#!/usr/bin/env python
# coding: utf-8
#
#
#
#
#
#
# # Monad Query Language
# The LAF resource which is ETCBC Hebrew Text Database is the result of converting an EMDROS database into LAF.
# [EMDROS](http://emdros.org) is a text database system written by Ulrik Sandborg-Petersen based on the PhD. thesis of Crist-Jan Doedens: [Text Databases. One Database Model and Several Retrieval Languages](http://books.google.nl/books?id=9ggOBRz1dO4C&dq=editions%3AISBN9051837291&source=gbs_book_other_versions).
#
# The query language of this system, MQL, is a so-called *topographic* query language, meaning that the query instruction is at the same time a template for the query results. More formally, there is a correspondence between the structure of the query instruction and the structure of the query results, and this correspondence holds for the sequential order and the embedding order.
#
# Put otherwise, MQL is a very convenient language to query the data for tree fragments.
#
# A specification of MQL can be found at the [Emdros docs page](http://emdros.org/docs.html).

• _Complete the following_
[1] Answer these questions about the notes on Monad Query Language, one line each:
(a) Who wrote the EMDROS text database system?
(b) What kind of query language is MQL said to be?
(c) Where can a specification of MQL be found?
[2] Write what comes next in the notes on Monad Query Language, starting after the sentence that says where a specification of MQL can be found.

• _Dataset rows_
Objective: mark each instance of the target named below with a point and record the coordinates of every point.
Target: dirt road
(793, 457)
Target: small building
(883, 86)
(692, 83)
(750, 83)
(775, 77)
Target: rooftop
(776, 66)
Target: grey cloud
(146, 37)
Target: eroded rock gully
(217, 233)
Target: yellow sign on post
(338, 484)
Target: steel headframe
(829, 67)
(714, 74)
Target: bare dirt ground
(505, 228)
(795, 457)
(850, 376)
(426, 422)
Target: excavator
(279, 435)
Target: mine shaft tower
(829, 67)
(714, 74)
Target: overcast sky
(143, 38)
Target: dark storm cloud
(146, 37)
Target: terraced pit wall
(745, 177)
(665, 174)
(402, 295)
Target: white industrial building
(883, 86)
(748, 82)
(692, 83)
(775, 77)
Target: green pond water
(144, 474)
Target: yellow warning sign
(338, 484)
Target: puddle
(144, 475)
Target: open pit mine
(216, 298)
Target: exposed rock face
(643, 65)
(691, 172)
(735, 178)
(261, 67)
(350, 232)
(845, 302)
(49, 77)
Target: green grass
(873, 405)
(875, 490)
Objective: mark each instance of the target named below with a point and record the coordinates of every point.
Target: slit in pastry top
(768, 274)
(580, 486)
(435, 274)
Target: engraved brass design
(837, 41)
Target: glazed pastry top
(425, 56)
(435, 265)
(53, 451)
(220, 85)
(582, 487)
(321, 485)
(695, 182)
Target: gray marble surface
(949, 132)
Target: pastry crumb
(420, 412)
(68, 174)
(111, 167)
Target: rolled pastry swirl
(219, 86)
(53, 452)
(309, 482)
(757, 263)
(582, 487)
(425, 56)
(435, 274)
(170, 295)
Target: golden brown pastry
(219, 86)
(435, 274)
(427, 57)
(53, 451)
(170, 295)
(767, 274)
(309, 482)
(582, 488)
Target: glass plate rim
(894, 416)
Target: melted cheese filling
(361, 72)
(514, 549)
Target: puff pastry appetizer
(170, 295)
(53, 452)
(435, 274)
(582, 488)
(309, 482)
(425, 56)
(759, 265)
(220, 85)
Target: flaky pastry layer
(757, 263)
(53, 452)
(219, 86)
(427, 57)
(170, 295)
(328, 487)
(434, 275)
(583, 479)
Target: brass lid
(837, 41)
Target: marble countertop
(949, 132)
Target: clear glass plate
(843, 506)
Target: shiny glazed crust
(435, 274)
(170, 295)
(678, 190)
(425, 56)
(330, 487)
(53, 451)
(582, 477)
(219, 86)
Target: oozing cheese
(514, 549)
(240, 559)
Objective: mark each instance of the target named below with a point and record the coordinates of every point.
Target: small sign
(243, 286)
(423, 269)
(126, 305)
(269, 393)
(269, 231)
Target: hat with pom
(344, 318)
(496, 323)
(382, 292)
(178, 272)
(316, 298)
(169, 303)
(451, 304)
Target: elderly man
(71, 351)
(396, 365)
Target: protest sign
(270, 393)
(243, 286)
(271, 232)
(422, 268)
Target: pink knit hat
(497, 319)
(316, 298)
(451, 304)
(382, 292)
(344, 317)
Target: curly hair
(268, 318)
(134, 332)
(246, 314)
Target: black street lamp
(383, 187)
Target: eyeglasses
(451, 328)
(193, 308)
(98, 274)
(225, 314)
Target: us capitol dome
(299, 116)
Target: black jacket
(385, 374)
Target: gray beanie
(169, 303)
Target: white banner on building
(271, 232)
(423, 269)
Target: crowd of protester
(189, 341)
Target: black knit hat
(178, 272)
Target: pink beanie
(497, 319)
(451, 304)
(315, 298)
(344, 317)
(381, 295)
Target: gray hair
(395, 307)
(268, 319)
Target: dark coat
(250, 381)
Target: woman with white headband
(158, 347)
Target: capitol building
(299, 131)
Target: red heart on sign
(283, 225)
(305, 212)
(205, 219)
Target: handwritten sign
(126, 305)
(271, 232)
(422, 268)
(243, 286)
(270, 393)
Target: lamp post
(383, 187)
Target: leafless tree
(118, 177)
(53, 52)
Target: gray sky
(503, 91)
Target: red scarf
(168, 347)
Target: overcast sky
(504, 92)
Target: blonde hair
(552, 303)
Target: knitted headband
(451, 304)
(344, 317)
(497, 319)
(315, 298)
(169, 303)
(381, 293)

• _Responses per task_
[1]
(a) Ulrik Sandborg-Petersen
(b) A topographic query language
(c) At the Emdros docs page

[2]
#
# In order to run this notebook, you need to have the [EMDROS software](http://sourceforge.net/projects/emdros/files/) installed. It is open source and there are binaries for Windows and Mac. The ETCBC database file is included in the laf-fabric-data working directory, that you can download from [DANS](http://www.persistent-identifier.nl/?identifier=urn%3Anbn%3Anl%3Aui%3A13-048i-71).
# # LAF Fabric and MQL
# This notebook shows how you can integrate MQL with LAF-Fabric. This is what you can do:
#
# * write an MQL query in a code cell as a python string
# * fire that query to the EMDROS database containing the ETCBC data
# * getting the results back in the form of sets of nodes of LAF-Fabric.
#
# Because the LAF data has been migrated from the EMDROS data, we have a mapping from EMDROS object identifiers to LAF nodes.
# We apply this mapping to the query results in order to translate them to nodesets.
# # Sheafs, straws, and grains
# An MQL query has a form like this:
#
# select all objects
# in {1-40}
# where
# [phrase
# [word g_cons = 'H']
# [word]
# ]
# ..
# [phrase
# [word]
# [word]
# ]
#
# After the ``where`` there is a sequence of objects, which in turn may contain objects.
# The query result after firing this query is a so-called *sheaf*. It is a list of results or *straws*, where each straw looks like the sequence of objects after the ``where``. These objects are the *matched objects* or *grains*.
# And here is the catch: a grain may contain a sheaf itself, because the objects inside objects also may have multiple subresults in the data.
#
# In other words: a sheaf is a recursive structure: it is a list of straws, which are lists of grains, which are monads (words) or objects containing a sheaf.
#
# The sheaf is a very economic representation of the set of tree fragments that are the result of an MQL query.
#
# Yet for some purposes it is necessary to have a list of ordinary results. We provide a method to generate results from a sheaf.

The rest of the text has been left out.